------ RECORDS SUPPLIED ------

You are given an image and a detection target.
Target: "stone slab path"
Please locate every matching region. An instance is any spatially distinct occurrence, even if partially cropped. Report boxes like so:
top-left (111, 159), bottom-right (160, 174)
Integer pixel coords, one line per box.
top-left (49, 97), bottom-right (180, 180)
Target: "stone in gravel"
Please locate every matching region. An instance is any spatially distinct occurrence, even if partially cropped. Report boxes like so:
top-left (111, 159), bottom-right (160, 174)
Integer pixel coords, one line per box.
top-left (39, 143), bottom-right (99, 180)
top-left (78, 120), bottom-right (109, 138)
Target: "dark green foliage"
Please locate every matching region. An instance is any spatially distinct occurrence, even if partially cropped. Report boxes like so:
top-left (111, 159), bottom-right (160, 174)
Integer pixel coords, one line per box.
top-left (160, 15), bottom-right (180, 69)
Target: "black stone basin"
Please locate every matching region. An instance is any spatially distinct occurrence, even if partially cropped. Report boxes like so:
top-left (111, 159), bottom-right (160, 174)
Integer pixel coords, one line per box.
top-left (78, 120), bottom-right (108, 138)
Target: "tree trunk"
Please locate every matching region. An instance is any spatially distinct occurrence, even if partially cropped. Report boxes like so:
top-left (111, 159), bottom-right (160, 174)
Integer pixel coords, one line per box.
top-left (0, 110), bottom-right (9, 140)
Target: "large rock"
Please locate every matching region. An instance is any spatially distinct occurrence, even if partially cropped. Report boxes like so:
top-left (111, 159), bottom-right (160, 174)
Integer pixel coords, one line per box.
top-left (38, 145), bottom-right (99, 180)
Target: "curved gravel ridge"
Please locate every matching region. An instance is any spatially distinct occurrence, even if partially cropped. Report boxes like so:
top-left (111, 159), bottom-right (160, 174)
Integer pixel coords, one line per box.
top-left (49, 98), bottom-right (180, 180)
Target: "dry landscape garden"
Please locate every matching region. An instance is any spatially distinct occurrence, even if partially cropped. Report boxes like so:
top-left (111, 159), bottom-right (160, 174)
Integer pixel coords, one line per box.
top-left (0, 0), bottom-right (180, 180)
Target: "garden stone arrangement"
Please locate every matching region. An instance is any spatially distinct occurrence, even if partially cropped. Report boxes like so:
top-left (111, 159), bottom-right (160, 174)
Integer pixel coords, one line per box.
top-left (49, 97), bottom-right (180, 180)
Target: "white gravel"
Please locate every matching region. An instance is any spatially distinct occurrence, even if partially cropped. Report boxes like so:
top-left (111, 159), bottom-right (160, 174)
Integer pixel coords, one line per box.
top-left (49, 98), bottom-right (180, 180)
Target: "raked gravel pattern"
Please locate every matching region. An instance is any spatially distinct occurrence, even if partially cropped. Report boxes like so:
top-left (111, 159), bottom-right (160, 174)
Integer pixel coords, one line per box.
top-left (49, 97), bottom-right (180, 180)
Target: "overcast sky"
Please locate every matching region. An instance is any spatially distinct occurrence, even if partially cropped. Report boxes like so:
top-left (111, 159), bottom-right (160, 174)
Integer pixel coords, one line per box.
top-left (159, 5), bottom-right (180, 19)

------

REQUIRED WORK:
Reproduce all the rows above with "gravel" replaced by "pebble" wherever it occurs, and leave the rest unchanged.

THE OUTPUT:
You are given an image and a detection target.
Target: "stone slab path"
Please locate every matching region. An instance is any spatially distinct occurrence, even if partially cropped. Report boxes like so:
top-left (111, 159), bottom-right (160, 174)
Integer pixel coords, one line per box.
top-left (49, 97), bottom-right (180, 180)
Target: "stone in pebble"
Please locate every matching region. An instance is any spatially distinct occurrence, even if partially cropped. Report boxes like so:
top-left (111, 159), bottom-right (160, 174)
Integer pixel coords, one line per box.
top-left (39, 143), bottom-right (99, 180)
top-left (78, 120), bottom-right (109, 138)
Target: "dark green foliage"
Please locate every matching region. An instance is any spatially distinct occurrence, even if partially cropped. Report boxes like so:
top-left (111, 159), bottom-right (160, 174)
Integer pixel coords, one line per box.
top-left (160, 15), bottom-right (180, 69)
Target: "black stone basin"
Please locate every matching region. An instance is any spatially distinct occurrence, even if partially cropped. Report boxes like so:
top-left (111, 159), bottom-right (160, 174)
Integer pixel coords, one line per box.
top-left (78, 120), bottom-right (108, 138)
Target: "tree trunk"
Please locate every matching region. An instance is any spatially distinct occurrence, even if partially cropped. Report boxes like so:
top-left (111, 159), bottom-right (160, 174)
Integer pixel coords, one line per box.
top-left (0, 110), bottom-right (9, 140)
Target: "large rock"
Please locate every matching region. An instance is any spatially distinct occurrence, even if partially cropped. Report boxes like so:
top-left (111, 159), bottom-right (160, 174)
Integer pixel coords, one line per box.
top-left (38, 145), bottom-right (99, 180)
Target: "curved pebble ridge"
Please locate every matching region. An instance is any spatially distinct occurrence, even if partially cropped. Report boxes like so:
top-left (111, 159), bottom-right (160, 174)
Integer pixel coords, one line per box.
top-left (49, 98), bottom-right (180, 180)
Target: "dry landscape garden"
Please locate every matching region. An instance is any spatially distinct occurrence, even if partially cropped. Report boxes like so:
top-left (111, 159), bottom-right (160, 174)
Integer pixel coords, one line per box.
top-left (0, 0), bottom-right (180, 180)
Target: "garden stone arrangement"
Please locate every matching region. An instance is any spatially distinct occurrence, even if partially cropped. Report boxes like so:
top-left (111, 159), bottom-right (160, 174)
Integer pixel coords, one line per box.
top-left (49, 97), bottom-right (180, 180)
Target: "white pebble"
Please locate every matching region. An instance is any spatially distinct occurrence, even if partially cropped. Report boxes like so:
top-left (111, 159), bottom-right (160, 174)
Integer pixel coords, one line per box.
top-left (49, 98), bottom-right (180, 180)
Target: "raked pebble pattern"
Please locate every matching region. An instance is any spatially distinct occurrence, even if partially cropped. Report boxes like so:
top-left (111, 159), bottom-right (160, 174)
Integer pixel coords, one line per box.
top-left (49, 97), bottom-right (180, 180)
Target: "overcast sky"
Please locate every matching region. An instance is any spatially distinct occurrence, even if partially cropped. Report boxes like so:
top-left (111, 159), bottom-right (160, 174)
Integer pixel coords, one line per box.
top-left (159, 5), bottom-right (180, 19)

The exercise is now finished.